= Work to complete =
Gather every line in the items below that contains the string "logo", and copy each of those lines out in full.

· · ·

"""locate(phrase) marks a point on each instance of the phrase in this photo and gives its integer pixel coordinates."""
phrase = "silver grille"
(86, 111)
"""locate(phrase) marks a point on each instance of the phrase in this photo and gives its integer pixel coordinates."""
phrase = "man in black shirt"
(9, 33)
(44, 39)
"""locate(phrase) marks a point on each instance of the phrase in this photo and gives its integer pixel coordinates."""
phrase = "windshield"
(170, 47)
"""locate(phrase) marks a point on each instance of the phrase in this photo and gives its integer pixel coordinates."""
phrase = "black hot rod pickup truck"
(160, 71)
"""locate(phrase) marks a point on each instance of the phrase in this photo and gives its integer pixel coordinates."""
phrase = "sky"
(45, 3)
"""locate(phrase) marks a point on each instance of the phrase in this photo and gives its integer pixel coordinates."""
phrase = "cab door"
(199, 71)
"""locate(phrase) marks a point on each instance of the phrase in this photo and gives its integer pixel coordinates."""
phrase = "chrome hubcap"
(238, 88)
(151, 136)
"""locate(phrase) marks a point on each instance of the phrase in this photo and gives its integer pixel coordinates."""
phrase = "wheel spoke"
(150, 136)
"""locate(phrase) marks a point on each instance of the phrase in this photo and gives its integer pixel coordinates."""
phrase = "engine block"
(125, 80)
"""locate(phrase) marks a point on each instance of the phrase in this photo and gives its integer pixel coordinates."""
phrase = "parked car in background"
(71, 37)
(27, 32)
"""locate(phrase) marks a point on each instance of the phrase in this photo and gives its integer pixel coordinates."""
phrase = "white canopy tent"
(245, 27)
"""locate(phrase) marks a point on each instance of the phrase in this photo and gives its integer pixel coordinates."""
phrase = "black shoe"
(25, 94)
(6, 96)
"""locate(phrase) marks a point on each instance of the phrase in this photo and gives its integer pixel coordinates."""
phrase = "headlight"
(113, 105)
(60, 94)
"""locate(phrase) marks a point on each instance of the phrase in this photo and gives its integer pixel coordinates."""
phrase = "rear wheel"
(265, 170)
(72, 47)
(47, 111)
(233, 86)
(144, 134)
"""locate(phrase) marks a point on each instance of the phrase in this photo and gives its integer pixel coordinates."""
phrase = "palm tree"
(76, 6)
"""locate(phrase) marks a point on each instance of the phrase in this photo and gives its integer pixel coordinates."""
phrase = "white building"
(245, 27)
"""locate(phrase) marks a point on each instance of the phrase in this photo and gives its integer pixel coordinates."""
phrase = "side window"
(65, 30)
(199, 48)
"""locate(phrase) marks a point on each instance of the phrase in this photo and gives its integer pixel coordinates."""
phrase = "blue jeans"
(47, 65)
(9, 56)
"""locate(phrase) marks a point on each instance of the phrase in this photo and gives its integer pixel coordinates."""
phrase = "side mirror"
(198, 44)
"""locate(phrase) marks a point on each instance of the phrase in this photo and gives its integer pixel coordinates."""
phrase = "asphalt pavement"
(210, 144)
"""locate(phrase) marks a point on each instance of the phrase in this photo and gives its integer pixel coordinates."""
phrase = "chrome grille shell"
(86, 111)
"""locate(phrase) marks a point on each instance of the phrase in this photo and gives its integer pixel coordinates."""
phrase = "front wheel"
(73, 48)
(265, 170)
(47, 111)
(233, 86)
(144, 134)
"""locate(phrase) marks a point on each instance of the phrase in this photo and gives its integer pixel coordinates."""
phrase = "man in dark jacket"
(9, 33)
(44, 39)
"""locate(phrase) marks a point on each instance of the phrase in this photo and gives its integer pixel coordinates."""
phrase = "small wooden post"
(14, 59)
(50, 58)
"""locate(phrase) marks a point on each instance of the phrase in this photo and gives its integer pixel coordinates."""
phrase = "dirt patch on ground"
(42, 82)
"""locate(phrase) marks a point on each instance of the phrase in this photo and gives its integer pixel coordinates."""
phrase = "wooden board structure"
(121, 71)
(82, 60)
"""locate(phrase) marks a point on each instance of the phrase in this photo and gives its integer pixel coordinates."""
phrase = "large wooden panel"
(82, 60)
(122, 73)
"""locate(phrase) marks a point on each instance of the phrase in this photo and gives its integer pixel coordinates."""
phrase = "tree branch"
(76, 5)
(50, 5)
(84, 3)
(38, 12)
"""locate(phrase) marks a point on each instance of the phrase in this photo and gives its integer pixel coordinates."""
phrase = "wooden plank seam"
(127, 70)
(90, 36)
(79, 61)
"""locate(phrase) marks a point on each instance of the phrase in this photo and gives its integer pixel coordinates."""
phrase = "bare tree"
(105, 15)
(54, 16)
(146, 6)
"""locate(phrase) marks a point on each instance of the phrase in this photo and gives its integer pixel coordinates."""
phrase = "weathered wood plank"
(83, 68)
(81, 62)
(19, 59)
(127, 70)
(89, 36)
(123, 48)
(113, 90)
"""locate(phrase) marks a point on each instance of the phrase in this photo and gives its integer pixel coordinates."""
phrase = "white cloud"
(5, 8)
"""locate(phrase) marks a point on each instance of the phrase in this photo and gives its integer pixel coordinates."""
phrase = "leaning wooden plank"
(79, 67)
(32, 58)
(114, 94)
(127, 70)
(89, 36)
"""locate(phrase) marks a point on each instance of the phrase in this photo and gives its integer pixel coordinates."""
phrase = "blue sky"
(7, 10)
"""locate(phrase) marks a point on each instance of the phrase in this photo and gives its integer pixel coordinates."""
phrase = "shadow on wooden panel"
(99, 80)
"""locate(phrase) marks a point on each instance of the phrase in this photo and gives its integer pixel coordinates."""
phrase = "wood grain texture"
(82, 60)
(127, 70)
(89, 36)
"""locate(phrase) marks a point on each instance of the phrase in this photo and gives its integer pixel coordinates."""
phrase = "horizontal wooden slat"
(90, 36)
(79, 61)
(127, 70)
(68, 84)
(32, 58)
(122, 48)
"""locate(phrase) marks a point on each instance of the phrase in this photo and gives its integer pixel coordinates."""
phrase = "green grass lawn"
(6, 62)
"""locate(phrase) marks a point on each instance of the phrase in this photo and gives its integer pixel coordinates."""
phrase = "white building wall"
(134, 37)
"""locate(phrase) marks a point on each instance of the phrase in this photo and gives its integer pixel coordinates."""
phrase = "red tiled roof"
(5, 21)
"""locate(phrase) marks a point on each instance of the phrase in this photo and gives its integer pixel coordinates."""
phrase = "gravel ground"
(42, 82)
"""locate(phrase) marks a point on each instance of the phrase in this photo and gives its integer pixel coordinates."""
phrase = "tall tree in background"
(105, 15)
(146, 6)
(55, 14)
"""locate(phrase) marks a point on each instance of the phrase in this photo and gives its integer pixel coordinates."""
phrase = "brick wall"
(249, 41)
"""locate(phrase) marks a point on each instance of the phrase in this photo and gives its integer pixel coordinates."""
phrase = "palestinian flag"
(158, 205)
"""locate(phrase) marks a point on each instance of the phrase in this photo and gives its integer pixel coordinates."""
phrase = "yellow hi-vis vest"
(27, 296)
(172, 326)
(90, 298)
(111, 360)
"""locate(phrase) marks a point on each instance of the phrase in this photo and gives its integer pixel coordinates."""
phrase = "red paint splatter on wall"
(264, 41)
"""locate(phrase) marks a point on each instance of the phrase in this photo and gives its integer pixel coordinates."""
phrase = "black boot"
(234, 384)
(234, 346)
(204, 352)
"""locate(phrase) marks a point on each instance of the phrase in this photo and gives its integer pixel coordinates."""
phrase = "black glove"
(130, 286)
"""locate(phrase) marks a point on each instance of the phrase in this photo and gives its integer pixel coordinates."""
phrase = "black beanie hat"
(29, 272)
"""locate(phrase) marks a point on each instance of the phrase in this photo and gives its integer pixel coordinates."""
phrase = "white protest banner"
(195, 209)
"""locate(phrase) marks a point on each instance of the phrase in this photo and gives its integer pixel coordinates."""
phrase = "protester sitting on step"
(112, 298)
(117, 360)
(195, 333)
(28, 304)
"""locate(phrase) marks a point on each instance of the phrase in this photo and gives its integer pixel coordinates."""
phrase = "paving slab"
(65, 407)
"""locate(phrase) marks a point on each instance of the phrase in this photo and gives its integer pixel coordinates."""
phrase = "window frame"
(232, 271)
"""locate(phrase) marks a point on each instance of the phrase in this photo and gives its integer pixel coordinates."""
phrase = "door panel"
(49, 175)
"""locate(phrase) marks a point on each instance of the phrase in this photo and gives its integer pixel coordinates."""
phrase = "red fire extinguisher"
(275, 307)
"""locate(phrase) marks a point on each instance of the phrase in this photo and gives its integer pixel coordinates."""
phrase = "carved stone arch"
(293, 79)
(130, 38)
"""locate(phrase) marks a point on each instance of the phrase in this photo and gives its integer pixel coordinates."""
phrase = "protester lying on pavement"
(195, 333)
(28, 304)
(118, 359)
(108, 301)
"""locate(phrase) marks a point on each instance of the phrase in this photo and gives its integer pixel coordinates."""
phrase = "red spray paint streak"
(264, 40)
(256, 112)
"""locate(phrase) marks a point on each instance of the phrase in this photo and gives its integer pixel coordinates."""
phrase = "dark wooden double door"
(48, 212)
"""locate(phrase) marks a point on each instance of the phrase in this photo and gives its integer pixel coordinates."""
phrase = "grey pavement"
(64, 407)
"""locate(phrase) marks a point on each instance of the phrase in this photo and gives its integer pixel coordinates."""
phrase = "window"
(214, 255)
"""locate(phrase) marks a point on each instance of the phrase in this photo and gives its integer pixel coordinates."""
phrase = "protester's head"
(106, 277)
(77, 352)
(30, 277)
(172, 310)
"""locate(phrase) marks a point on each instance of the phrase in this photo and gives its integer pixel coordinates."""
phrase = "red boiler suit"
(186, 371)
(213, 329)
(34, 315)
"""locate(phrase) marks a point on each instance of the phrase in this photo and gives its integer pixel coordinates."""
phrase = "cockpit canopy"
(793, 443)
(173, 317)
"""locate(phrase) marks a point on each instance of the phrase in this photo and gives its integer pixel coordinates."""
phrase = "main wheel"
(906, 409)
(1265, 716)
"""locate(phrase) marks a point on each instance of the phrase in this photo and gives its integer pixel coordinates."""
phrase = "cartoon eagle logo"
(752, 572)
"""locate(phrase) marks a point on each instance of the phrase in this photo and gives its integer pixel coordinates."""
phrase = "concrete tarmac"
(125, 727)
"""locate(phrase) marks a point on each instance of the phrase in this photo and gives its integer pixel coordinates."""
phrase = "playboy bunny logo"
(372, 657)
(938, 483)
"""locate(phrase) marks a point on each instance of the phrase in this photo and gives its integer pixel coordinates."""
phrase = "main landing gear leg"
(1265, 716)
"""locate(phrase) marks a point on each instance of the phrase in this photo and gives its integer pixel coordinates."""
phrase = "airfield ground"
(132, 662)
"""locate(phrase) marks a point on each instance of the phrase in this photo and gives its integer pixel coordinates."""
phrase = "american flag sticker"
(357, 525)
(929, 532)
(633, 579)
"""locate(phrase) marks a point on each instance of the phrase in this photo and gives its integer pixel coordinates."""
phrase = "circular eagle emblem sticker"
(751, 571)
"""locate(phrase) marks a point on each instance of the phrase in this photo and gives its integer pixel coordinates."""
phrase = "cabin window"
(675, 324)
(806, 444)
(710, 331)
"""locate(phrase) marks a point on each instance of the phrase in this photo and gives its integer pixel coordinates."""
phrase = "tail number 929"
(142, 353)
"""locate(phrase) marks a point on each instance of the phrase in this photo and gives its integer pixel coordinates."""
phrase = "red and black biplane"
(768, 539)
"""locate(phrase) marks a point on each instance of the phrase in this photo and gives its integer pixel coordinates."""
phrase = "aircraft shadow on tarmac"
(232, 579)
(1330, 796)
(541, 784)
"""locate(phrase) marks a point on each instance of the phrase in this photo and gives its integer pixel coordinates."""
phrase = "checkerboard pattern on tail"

· · ·

= Task answer =
phrase = "cartoon eagle logo"
phrase = "playboy bunny logo"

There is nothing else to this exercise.